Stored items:

####

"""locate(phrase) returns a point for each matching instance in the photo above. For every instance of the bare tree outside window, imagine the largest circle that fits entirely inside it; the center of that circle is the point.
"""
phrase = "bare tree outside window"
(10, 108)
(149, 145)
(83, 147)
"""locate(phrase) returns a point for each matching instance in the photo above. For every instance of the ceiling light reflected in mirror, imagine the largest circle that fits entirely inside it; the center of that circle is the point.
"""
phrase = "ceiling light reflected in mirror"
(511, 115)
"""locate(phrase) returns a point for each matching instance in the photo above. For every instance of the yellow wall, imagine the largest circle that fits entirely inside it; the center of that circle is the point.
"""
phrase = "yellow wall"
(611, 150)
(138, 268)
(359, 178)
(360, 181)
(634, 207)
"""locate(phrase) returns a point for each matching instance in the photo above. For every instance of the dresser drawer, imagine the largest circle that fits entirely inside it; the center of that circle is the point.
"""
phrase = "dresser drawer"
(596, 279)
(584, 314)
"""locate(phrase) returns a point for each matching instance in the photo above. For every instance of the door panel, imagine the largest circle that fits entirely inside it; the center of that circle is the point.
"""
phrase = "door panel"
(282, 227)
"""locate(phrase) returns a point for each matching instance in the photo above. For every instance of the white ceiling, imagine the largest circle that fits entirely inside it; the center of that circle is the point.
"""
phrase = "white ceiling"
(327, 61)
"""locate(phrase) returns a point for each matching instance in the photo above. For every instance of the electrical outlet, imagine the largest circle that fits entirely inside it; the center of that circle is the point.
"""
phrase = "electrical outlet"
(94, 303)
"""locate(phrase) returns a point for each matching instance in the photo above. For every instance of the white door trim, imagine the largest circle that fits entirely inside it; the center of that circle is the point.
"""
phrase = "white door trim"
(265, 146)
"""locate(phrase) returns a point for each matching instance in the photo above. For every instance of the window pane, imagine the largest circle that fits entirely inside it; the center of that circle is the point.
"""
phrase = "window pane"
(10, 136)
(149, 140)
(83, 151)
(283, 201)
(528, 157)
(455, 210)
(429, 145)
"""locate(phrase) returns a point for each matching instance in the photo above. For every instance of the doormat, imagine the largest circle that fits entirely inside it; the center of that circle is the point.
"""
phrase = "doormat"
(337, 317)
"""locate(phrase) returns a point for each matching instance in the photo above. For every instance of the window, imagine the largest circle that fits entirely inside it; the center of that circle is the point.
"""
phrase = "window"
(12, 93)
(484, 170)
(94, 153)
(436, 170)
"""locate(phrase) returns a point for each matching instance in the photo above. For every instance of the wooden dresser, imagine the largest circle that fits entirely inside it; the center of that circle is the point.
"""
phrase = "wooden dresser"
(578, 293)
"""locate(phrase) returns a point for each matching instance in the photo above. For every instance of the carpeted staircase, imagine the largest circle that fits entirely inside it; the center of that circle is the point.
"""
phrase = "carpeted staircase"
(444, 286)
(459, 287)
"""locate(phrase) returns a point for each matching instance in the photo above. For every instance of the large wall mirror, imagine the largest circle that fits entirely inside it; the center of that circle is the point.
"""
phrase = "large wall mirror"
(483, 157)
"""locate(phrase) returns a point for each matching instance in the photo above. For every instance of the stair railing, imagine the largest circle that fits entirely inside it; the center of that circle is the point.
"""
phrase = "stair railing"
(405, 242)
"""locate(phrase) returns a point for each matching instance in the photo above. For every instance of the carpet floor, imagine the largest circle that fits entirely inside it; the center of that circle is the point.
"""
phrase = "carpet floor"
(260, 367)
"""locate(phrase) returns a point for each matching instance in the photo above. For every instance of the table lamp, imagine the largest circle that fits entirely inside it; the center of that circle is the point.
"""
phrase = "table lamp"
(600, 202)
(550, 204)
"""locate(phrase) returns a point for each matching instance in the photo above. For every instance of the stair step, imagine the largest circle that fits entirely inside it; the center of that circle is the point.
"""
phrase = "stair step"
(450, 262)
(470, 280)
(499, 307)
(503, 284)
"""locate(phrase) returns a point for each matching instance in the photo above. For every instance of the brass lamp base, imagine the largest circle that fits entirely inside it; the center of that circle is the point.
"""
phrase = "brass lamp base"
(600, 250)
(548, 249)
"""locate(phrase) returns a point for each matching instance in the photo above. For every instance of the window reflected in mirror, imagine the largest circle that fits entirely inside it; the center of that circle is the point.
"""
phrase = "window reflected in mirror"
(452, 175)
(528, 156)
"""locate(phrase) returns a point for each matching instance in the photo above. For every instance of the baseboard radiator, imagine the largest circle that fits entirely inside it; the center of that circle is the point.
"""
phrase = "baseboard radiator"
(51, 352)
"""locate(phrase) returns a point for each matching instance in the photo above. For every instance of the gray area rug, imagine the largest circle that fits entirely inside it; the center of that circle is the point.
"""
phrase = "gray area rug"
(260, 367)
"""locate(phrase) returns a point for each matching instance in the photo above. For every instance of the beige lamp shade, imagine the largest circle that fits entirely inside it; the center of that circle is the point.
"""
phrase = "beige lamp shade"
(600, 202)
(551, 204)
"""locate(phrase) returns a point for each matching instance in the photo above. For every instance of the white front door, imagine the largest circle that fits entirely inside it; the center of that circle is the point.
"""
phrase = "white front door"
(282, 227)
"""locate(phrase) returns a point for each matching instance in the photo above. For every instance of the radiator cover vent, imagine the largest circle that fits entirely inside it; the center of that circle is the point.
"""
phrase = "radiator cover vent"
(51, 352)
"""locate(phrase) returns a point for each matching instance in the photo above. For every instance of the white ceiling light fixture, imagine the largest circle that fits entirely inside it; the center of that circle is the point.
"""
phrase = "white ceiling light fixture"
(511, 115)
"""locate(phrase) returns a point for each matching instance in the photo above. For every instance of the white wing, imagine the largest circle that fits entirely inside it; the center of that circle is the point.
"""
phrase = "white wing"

####

* _TASK TO CARRY OUT_
Search the entries for the word "wing" and show every line that has it.

* _REPLY_
"""locate(phrase) returns a point for each matching instance in the photo above. For every instance of the white wing, imagine the largest circle that fits entirely inside it; the center of that circle is the point.
phrase = "white wing"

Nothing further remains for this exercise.